• _RECORDS FOR THIS EXERCISE_:

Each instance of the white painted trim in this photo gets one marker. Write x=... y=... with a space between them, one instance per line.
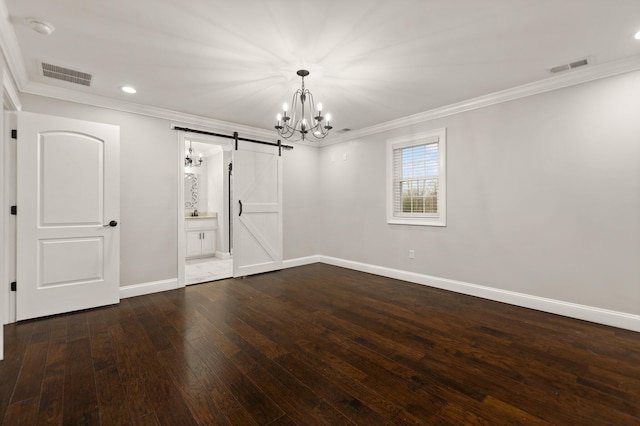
x=10 y=93
x=10 y=48
x=204 y=123
x=570 y=78
x=223 y=255
x=438 y=136
x=134 y=290
x=568 y=309
x=181 y=235
x=300 y=261
x=181 y=137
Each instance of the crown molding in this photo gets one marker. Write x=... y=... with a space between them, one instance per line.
x=571 y=78
x=134 y=108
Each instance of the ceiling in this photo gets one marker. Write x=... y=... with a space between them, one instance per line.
x=370 y=61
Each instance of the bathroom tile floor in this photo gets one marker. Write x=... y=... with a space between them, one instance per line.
x=207 y=269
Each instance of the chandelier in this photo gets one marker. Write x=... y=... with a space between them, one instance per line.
x=189 y=160
x=305 y=120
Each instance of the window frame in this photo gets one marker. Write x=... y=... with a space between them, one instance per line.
x=438 y=136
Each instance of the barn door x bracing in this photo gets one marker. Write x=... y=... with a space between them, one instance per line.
x=68 y=189
x=257 y=215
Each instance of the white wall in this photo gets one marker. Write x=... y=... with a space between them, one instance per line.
x=149 y=190
x=215 y=203
x=543 y=198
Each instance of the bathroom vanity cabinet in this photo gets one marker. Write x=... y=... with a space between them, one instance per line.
x=200 y=236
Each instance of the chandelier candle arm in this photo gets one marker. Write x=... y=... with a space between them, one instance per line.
x=305 y=121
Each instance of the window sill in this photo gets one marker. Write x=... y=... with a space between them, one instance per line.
x=417 y=221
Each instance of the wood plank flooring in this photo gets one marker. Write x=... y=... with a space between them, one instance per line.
x=317 y=345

• _PROBLEM DESCRIPTION_:
Rewrite the items from the line containing "Each instance of the window sill" through the end of the items, inclusive, changing every "marker" to "point" and leaving everything else unchanged.

• _TASK RESPONSE_:
Each instance of the window sill in this photo gets one point. Write x=... y=... with a space between them, one instance per line.
x=417 y=221
Each instance of the wood plank flooring in this photo gets one point. Write x=... y=... with a space between them, one instance per line.
x=317 y=345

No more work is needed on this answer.